(TASK DETAILS): Collect every line below that contains the word "outline", and copy each one in full. Letter case matters.

(SUPPLIED ENTRIES):
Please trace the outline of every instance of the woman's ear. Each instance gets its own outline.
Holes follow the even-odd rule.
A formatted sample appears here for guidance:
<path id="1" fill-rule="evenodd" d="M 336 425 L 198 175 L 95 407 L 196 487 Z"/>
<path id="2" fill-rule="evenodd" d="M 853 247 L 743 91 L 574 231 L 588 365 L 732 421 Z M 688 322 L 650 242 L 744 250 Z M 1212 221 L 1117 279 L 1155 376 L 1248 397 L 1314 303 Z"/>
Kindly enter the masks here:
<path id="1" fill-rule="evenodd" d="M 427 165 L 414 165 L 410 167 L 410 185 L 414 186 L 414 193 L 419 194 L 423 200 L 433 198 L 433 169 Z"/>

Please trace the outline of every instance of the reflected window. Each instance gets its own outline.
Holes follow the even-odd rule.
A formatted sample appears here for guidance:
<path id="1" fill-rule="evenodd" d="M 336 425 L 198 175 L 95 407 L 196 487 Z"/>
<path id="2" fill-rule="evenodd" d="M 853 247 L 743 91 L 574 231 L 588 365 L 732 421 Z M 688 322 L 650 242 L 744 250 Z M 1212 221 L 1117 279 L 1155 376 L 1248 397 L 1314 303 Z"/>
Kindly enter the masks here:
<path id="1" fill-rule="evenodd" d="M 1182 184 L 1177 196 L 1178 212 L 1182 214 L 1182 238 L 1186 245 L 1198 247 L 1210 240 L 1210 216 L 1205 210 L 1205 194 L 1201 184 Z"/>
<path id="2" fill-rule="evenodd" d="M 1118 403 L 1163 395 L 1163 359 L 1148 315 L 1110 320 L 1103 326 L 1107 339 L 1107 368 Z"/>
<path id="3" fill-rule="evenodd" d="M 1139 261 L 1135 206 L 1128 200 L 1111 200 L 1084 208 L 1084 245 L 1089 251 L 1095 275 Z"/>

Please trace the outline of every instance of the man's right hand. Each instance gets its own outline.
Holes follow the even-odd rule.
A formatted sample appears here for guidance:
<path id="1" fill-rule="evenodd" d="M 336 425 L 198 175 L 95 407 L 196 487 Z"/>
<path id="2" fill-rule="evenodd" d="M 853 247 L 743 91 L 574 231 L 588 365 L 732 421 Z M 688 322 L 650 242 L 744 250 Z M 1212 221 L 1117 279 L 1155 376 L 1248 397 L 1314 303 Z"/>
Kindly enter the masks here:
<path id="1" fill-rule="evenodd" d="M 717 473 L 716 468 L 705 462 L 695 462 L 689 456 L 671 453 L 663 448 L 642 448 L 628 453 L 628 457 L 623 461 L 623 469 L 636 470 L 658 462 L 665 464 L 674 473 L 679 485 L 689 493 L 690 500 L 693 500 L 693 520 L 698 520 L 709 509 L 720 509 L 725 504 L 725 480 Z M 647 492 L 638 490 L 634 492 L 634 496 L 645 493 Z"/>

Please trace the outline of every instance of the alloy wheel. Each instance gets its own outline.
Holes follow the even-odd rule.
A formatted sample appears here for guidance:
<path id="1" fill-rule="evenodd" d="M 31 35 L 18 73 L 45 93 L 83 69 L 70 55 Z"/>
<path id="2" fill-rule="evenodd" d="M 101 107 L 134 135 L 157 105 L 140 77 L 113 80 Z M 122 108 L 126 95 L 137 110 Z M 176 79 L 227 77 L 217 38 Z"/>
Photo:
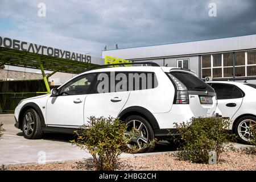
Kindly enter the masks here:
<path id="1" fill-rule="evenodd" d="M 254 125 L 256 122 L 251 119 L 245 119 L 239 123 L 238 131 L 239 136 L 245 141 L 249 142 L 251 138 L 251 133 L 250 133 L 249 127 L 251 125 Z"/>
<path id="2" fill-rule="evenodd" d="M 125 135 L 131 135 L 127 147 L 130 149 L 134 150 L 134 146 L 136 146 L 137 149 L 139 150 L 146 147 L 148 141 L 148 133 L 146 126 L 141 121 L 135 119 L 130 121 L 127 125 Z"/>
<path id="3" fill-rule="evenodd" d="M 35 126 L 35 119 L 31 112 L 26 114 L 23 121 L 23 131 L 27 136 L 30 136 L 33 133 Z"/>

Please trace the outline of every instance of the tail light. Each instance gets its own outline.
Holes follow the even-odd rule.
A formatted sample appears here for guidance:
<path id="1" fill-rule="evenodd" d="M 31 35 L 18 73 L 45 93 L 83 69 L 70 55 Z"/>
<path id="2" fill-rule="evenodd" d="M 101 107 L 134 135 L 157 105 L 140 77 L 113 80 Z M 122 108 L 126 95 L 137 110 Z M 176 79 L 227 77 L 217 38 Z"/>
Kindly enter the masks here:
<path id="1" fill-rule="evenodd" d="M 176 87 L 176 93 L 174 98 L 174 104 L 189 104 L 188 98 L 188 92 L 187 87 L 175 77 L 169 73 L 169 76 L 172 80 Z"/>

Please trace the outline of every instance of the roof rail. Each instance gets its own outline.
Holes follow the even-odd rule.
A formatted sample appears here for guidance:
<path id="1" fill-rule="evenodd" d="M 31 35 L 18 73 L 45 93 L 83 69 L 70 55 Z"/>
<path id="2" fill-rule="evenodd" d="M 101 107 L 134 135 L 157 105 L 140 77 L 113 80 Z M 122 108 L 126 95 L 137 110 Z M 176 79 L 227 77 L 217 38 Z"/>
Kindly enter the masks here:
<path id="1" fill-rule="evenodd" d="M 87 72 L 90 70 L 96 69 L 100 69 L 102 68 L 107 68 L 107 67 L 110 67 L 113 66 L 115 65 L 122 65 L 125 66 L 126 65 L 143 65 L 143 64 L 150 64 L 149 66 L 151 67 L 160 67 L 159 64 L 155 63 L 148 61 L 148 62 L 136 62 L 136 63 L 117 63 L 117 64 L 104 64 L 104 65 L 99 65 L 95 67 L 89 67 L 88 68 L 86 68 L 85 69 L 85 72 Z M 147 65 L 147 66 L 148 65 Z"/>
<path id="2" fill-rule="evenodd" d="M 193 70 L 191 70 L 190 69 L 185 69 L 185 68 L 172 68 L 171 70 L 185 70 L 185 71 L 188 71 L 189 72 L 192 72 L 193 73 L 196 73 L 196 72 Z"/>

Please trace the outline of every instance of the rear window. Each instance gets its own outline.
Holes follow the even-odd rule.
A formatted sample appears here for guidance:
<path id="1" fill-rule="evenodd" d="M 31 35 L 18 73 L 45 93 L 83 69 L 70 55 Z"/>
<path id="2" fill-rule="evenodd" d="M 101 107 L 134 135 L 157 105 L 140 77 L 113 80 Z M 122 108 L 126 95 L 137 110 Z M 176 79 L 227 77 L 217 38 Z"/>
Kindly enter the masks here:
<path id="1" fill-rule="evenodd" d="M 254 88 L 255 89 L 256 89 L 256 84 L 245 84 L 245 85 L 250 86 L 252 88 Z"/>
<path id="2" fill-rule="evenodd" d="M 213 89 L 199 78 L 185 72 L 171 72 L 170 73 L 180 80 L 190 91 L 208 91 L 214 92 Z"/>
<path id="3" fill-rule="evenodd" d="M 236 85 L 224 84 L 212 84 L 214 89 L 218 100 L 238 98 L 243 97 L 243 93 Z"/>

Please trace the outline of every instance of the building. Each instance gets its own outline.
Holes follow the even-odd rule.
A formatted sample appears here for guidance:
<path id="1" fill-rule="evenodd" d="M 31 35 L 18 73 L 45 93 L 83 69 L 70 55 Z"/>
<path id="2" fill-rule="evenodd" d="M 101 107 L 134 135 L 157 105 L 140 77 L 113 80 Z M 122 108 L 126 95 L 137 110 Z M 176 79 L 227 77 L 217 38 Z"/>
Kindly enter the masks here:
<path id="1" fill-rule="evenodd" d="M 102 51 L 106 56 L 190 69 L 203 80 L 256 83 L 256 34 Z"/>

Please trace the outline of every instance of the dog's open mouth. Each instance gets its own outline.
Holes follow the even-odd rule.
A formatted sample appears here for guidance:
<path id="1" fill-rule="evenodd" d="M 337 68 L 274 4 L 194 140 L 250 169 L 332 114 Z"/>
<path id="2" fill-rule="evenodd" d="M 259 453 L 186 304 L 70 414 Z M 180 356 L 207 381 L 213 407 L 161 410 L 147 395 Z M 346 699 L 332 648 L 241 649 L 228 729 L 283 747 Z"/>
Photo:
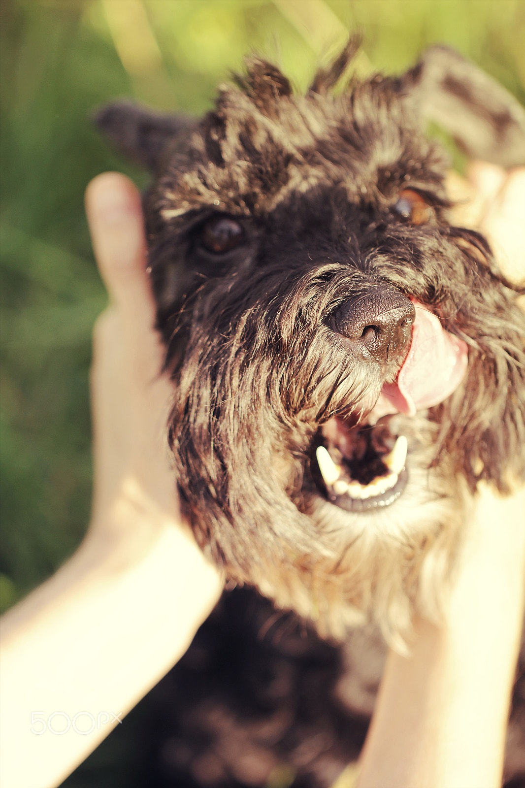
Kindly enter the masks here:
<path id="1" fill-rule="evenodd" d="M 389 416 L 352 428 L 333 417 L 320 431 L 315 458 L 329 500 L 348 511 L 389 506 L 407 483 L 408 443 Z"/>
<path id="2" fill-rule="evenodd" d="M 465 343 L 415 302 L 410 349 L 395 384 L 385 385 L 367 423 L 333 416 L 314 443 L 312 476 L 322 494 L 348 511 L 389 506 L 408 479 L 408 442 L 390 429 L 393 414 L 414 416 L 449 396 L 467 370 Z"/>

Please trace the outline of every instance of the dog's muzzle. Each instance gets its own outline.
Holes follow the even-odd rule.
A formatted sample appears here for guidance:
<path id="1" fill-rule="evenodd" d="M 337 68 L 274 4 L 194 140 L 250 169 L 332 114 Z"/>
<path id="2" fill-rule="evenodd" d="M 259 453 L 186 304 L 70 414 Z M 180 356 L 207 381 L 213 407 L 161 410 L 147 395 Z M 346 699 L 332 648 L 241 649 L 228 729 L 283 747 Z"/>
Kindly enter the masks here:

(FULL SOLUTION):
Please trace the outline of every instance of the woman's ear. Each instance gets its own outline.
Please trace the outline of every instance of the reflected window. Each instance gets its own outline.
Please trace the outline of every instance of the man's right hand. Each instance gets its own outline.
Please trace the outline of every instance of the alloy wheel. Each instance gets its own outline.
Please trace the outline of every instance of the tail light. Each instance gets its own outline.
Please trace the outline of every instance of the roof rail. Each instance gets its own outline.
Please trace the outline of every instance of the rear window. Each instance gets its own outline.
Please trace the outline of every instance of the building. Each instance gets its own outline.
Please trace the outline of every instance of the dog's open mouth. Each instance gets its own outline.
Please trace the outline of every instance of the dog's muzzle. Each instance gets its own outline.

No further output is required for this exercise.